- JOB:
Repeat the part of the records that opens with the line containing "Spot the traffic" and closes with the line containing "[(595, 509), (789, 228), (1217, 343), (933, 166)]", changing "traffic light" to "stoplight" and leaving everything else unchanged.
-- -- --
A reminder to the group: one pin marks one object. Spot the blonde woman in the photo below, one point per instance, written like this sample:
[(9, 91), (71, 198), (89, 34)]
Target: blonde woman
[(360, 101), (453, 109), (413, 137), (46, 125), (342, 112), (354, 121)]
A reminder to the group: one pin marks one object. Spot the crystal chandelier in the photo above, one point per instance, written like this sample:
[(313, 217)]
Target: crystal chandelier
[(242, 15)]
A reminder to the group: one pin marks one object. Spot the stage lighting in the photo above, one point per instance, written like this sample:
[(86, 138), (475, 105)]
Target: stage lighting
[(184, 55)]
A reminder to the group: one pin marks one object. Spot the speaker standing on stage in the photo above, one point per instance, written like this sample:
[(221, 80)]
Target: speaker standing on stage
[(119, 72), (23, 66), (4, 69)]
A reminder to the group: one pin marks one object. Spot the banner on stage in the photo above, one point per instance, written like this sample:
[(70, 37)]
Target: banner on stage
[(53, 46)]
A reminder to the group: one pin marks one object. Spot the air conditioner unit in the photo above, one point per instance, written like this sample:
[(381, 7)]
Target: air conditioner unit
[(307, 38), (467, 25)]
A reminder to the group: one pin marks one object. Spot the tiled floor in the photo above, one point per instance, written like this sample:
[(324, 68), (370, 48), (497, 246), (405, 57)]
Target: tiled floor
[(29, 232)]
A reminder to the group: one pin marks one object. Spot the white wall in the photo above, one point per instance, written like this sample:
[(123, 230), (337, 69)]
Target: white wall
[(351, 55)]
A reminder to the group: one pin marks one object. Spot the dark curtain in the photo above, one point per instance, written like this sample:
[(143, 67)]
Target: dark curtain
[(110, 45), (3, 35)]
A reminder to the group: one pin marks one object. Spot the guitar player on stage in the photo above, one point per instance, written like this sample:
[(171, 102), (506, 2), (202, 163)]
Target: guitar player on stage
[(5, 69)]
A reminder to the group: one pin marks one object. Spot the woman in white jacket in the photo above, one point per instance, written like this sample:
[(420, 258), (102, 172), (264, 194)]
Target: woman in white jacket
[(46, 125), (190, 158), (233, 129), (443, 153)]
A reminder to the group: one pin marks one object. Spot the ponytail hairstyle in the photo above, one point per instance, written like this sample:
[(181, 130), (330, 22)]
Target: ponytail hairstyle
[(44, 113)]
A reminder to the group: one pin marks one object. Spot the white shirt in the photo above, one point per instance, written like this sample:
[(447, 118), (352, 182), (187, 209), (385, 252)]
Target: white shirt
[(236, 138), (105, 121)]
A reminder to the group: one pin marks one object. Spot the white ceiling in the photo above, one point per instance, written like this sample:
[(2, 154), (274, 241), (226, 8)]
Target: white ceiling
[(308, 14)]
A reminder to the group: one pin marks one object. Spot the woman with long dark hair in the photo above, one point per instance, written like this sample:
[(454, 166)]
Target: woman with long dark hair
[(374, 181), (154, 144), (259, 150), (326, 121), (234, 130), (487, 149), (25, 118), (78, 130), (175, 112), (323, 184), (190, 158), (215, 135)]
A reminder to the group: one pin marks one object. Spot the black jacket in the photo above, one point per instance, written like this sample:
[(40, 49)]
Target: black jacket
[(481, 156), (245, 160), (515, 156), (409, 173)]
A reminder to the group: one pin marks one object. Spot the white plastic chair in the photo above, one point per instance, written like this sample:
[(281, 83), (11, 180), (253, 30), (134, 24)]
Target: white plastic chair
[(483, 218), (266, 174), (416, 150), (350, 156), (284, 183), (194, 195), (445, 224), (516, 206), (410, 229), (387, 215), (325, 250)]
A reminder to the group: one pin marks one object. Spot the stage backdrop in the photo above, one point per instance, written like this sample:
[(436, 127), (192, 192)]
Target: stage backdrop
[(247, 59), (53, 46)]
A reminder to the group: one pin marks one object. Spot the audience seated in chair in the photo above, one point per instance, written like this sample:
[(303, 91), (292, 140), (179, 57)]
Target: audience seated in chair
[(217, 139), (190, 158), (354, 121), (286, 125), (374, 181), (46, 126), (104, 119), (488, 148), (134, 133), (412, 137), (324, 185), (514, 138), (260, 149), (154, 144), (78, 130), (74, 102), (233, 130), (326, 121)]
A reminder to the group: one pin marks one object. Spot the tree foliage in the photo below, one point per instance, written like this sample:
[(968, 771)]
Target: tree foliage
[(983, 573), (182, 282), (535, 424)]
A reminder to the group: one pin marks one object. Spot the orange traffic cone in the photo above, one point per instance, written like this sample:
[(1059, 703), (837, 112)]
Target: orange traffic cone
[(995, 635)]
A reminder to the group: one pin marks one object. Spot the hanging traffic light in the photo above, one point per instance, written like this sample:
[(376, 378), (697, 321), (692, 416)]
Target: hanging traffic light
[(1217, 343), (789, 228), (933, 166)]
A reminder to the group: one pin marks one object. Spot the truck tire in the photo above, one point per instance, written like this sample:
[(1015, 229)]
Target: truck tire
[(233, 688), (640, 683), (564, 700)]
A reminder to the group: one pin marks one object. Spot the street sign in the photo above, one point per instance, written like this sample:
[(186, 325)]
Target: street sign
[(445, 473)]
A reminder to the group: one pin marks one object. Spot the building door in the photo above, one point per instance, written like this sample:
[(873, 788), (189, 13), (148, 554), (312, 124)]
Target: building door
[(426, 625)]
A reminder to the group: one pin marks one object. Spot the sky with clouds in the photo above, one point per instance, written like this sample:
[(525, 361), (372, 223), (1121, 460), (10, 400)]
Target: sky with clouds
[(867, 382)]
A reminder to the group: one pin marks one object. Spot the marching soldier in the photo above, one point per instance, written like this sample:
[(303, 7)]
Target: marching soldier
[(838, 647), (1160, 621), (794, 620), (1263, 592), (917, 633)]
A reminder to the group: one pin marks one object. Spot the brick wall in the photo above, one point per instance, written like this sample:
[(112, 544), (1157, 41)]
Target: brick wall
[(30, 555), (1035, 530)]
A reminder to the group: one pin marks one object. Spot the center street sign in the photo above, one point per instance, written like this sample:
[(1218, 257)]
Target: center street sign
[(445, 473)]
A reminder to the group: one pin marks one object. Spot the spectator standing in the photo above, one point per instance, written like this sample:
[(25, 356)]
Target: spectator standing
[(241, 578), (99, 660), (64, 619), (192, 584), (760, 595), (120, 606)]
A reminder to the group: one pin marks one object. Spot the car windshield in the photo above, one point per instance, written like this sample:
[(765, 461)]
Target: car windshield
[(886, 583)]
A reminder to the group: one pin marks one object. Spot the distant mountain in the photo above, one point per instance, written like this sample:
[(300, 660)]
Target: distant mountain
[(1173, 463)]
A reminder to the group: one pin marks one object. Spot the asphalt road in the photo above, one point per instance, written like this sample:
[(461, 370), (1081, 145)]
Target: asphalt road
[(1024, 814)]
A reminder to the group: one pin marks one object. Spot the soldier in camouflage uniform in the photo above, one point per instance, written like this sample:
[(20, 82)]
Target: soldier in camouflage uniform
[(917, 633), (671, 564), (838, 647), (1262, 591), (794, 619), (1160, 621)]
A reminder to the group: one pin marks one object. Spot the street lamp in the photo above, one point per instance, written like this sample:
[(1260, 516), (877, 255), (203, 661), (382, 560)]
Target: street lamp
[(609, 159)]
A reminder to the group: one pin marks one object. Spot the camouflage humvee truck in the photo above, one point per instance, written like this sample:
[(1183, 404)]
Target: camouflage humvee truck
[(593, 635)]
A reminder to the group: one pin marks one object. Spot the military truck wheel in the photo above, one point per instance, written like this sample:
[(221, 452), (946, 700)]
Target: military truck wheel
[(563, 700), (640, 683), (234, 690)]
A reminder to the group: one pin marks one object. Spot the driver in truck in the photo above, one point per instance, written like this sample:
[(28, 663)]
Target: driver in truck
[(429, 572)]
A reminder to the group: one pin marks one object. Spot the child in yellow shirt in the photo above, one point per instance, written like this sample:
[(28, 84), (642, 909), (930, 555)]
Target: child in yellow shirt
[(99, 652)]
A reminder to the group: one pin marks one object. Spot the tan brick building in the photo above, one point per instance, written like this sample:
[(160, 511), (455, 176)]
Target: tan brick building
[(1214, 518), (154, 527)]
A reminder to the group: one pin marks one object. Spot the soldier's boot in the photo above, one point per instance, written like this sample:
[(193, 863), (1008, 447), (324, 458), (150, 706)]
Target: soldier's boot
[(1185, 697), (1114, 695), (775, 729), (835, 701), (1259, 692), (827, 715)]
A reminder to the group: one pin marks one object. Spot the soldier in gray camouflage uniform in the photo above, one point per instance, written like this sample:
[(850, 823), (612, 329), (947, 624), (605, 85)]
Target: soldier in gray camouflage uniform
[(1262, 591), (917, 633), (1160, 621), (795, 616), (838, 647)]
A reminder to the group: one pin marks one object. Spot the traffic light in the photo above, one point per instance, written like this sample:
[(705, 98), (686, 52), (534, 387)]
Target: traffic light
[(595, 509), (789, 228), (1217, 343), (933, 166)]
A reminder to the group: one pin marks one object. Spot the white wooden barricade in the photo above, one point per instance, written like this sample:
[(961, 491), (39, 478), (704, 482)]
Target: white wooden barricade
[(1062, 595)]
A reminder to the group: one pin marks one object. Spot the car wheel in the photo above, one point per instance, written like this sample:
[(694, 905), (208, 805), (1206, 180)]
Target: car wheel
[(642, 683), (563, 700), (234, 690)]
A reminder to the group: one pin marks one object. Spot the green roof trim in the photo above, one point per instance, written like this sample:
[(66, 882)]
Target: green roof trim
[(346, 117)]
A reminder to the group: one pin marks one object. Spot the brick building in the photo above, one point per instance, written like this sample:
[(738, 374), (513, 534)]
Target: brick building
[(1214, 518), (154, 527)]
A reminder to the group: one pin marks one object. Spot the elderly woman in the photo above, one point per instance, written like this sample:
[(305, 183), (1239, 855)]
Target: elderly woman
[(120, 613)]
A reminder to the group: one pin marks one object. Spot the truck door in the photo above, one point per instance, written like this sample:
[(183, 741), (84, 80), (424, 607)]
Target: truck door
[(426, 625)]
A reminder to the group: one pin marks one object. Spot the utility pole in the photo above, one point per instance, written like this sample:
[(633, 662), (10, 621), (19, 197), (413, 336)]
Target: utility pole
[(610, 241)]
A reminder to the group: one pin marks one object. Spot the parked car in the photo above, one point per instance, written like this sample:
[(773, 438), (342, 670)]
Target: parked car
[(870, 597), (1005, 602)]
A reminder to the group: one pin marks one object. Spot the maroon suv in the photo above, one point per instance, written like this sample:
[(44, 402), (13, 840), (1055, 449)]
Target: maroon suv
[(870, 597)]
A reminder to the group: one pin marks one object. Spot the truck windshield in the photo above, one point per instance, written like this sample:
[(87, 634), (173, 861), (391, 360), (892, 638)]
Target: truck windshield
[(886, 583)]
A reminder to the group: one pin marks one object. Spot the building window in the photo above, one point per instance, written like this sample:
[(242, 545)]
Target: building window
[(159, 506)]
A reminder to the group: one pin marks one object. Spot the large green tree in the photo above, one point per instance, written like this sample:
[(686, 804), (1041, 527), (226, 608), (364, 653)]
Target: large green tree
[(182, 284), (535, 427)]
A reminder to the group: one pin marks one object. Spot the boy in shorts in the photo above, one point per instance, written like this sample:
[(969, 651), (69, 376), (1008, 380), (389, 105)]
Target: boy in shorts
-- -- --
- RIGHT ANSWER:
A reminder to the group: one pin marks one object. Spot the stoplight in the photo above, one point per instance, written like this sample:
[(705, 98), (686, 52), (534, 387)]
Target: stoplight
[(595, 509), (789, 228), (1217, 343), (933, 166)]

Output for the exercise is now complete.